* [Your instructions] Write out all of the entries below word for word.

Data entries:
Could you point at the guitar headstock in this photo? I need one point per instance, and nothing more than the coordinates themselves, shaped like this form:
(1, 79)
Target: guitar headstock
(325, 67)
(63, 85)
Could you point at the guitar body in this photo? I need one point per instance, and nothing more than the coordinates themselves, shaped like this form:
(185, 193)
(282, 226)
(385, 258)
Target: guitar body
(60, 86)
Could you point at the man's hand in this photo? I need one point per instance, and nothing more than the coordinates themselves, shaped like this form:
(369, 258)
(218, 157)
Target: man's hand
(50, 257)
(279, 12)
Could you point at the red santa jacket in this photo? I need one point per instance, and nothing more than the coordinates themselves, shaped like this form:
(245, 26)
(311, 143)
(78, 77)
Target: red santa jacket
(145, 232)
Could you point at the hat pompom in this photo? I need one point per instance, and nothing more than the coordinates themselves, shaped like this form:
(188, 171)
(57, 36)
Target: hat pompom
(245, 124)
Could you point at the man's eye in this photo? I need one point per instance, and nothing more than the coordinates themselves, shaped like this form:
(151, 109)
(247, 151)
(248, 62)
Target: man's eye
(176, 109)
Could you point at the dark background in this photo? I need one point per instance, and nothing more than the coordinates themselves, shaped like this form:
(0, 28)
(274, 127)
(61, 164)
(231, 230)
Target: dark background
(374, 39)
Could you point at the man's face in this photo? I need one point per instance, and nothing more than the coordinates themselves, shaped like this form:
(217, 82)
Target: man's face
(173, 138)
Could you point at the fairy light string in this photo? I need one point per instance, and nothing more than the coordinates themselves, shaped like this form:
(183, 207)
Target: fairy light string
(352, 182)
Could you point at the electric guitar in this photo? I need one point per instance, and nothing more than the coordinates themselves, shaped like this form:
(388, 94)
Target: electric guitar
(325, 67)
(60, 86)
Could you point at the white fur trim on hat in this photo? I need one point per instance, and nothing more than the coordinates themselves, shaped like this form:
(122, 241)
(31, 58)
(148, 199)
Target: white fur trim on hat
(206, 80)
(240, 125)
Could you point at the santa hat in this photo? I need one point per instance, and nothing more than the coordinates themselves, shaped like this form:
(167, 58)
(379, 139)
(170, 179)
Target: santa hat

* [Task answer]
Could you point at the guitar headstock in this photo? I need one point per instance, and nothing more than the coordinates themselves, shaped like this form:
(1, 79)
Target: guitar headstock
(325, 67)
(63, 85)
Could you point at the guitar body in this photo? I need one point per instance, and nothing more than the coordinates themselves, shaped like this form:
(185, 193)
(282, 226)
(385, 258)
Target: guitar body
(60, 86)
Could you point at the man's hand in this photo? I need one point per instance, and nothing more than the coordinates themselves, shaped like this form:
(369, 258)
(218, 157)
Target: man's hand
(50, 257)
(279, 12)
Could you point at the red santa jacket in this photo? I need one point per instance, and nothing more than the coordinates themselves, shaped like this form:
(245, 26)
(311, 143)
(78, 77)
Target: red santa jacket
(145, 232)
Could you point at the hat pompom in this photo? I need one point per instance, and nothing more than the coordinates themselves, shaped like this form:
(188, 171)
(57, 36)
Target: hat pompom
(245, 124)
Could you point at the man's eye in this photo? I need one point per instance, and nothing more than the coordinates themselves, shaped like this form:
(151, 109)
(247, 151)
(248, 62)
Target: man's eye
(176, 109)
Could you point at the dark background in this photo? I need one point per instance, and nothing more than the coordinates themselves, shaped like this form:
(0, 28)
(274, 127)
(61, 164)
(231, 230)
Target: dark background
(374, 39)
Could you point at the man's face in this photo? I need one point per instance, and nothing more than the coordinates themselves, shaped like this form:
(217, 82)
Target: man's face
(173, 138)
Could you point at the fairy light string in this photo? I need one point per instance, and nothing more than the coordinates themselves, shaped like this form:
(183, 207)
Target: fairy light string
(352, 182)
Could you point at the electric guitar in this photo? I need one point per instance, and nothing more than the coordinates themselves, shaped like this form:
(388, 94)
Target: electric guitar
(325, 67)
(60, 86)
Could you point at the white fur trim on hat in this photo? I need one point per instance, and nothing more than the coordinates themselves, shaped like this form:
(122, 241)
(31, 58)
(148, 199)
Target: white fur trim on hat
(206, 80)
(240, 125)
Could you point at the santa hat in this photo? I need one point per instance, and nothing more than the coordinates themselves, shaped like this form:
(167, 58)
(379, 139)
(170, 179)
Target: santa hat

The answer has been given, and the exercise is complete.